PROBLEM DESCRIPTION
State how many lines in the listing below contain the word "dark", counting only matches with the same capitalization. Give only the number.

(Point annotation data)
• • • • •
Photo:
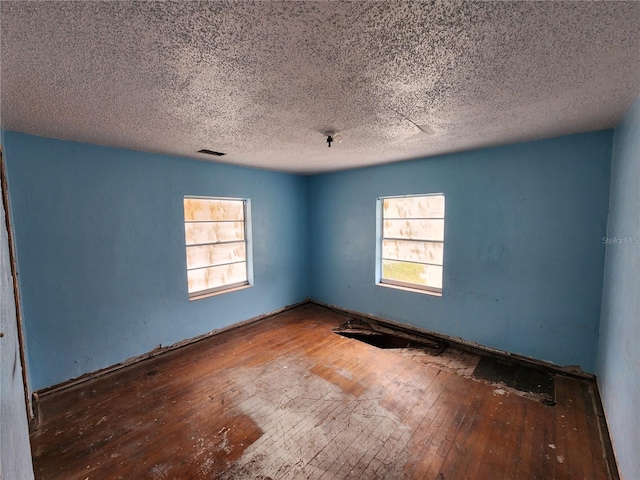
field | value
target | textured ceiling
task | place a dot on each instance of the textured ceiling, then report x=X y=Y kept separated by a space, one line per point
x=261 y=80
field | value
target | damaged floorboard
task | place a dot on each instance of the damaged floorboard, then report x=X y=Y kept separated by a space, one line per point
x=286 y=398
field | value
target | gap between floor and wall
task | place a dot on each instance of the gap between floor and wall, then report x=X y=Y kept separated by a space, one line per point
x=455 y=342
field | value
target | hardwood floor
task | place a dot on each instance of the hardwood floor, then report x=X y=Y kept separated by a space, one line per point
x=286 y=398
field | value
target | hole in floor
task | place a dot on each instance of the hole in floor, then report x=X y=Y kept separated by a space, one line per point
x=533 y=383
x=520 y=377
x=381 y=338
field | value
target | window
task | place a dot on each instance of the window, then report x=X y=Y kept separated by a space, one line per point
x=411 y=242
x=217 y=242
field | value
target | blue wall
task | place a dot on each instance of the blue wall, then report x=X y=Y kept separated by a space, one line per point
x=523 y=244
x=101 y=256
x=15 y=451
x=619 y=355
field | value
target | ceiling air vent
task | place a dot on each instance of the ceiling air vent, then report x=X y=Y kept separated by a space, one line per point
x=211 y=152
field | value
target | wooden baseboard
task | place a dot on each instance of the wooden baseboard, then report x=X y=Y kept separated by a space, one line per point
x=59 y=387
x=460 y=343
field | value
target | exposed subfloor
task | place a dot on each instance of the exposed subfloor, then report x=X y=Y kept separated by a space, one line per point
x=286 y=398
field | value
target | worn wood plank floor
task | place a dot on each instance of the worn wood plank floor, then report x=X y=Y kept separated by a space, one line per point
x=285 y=398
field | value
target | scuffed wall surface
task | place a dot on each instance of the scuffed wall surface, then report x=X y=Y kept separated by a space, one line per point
x=101 y=251
x=619 y=356
x=523 y=252
x=15 y=452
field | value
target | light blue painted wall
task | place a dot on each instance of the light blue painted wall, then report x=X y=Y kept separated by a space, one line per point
x=523 y=244
x=101 y=256
x=15 y=451
x=619 y=355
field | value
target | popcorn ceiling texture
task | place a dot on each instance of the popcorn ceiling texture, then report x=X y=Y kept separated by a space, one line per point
x=261 y=81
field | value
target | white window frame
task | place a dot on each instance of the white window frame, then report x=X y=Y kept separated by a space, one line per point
x=380 y=218
x=231 y=287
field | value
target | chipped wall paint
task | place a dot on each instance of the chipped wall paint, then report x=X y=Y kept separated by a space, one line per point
x=619 y=356
x=101 y=256
x=15 y=451
x=523 y=245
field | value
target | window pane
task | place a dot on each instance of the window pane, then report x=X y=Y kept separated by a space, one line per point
x=425 y=275
x=213 y=232
x=208 y=209
x=207 y=255
x=424 y=252
x=428 y=206
x=213 y=277
x=414 y=229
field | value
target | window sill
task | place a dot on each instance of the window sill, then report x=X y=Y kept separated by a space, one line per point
x=200 y=296
x=409 y=289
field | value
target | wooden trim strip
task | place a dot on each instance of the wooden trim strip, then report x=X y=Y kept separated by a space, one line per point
x=461 y=343
x=16 y=288
x=59 y=387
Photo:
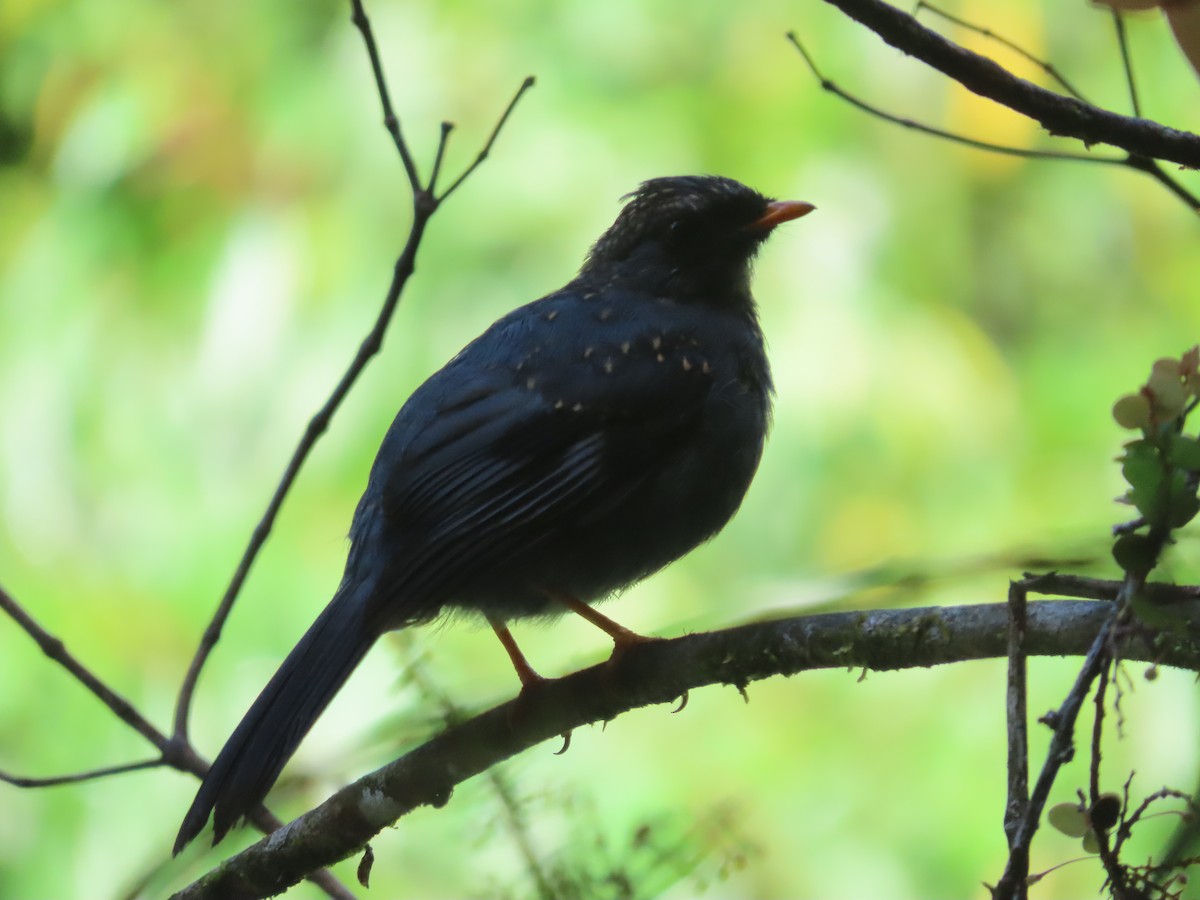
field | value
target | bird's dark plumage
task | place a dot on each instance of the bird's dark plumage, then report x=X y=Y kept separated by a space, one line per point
x=577 y=445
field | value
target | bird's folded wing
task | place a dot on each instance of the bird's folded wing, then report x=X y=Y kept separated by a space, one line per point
x=502 y=465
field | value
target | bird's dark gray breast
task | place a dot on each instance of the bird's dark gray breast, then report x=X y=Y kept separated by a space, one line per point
x=580 y=444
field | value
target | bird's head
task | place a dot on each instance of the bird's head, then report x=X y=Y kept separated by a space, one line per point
x=691 y=238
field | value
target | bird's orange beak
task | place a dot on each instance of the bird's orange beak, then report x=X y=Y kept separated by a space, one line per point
x=779 y=211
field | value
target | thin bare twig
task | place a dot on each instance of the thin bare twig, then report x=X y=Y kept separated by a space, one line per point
x=1048 y=67
x=77 y=777
x=1017 y=708
x=487 y=147
x=657 y=673
x=424 y=207
x=390 y=120
x=1066 y=117
x=838 y=91
x=57 y=651
x=1017 y=873
x=175 y=754
x=1126 y=61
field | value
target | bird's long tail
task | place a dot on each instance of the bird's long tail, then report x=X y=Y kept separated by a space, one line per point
x=283 y=713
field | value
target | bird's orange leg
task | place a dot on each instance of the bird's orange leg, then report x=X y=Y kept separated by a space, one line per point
x=529 y=678
x=622 y=637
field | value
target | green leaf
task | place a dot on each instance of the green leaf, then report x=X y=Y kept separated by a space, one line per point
x=1134 y=552
x=1183 y=503
x=1069 y=819
x=1185 y=453
x=1143 y=468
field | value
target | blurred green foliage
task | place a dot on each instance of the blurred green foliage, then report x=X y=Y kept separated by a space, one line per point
x=199 y=216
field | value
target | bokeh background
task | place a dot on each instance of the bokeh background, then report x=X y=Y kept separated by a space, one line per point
x=198 y=216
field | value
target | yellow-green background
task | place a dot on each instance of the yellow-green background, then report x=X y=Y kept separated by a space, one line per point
x=198 y=216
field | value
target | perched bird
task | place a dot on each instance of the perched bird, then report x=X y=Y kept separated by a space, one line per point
x=577 y=445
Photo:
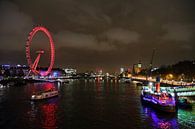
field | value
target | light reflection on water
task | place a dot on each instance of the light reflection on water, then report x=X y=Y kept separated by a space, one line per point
• • • • •
COMPLETE ANSWER
4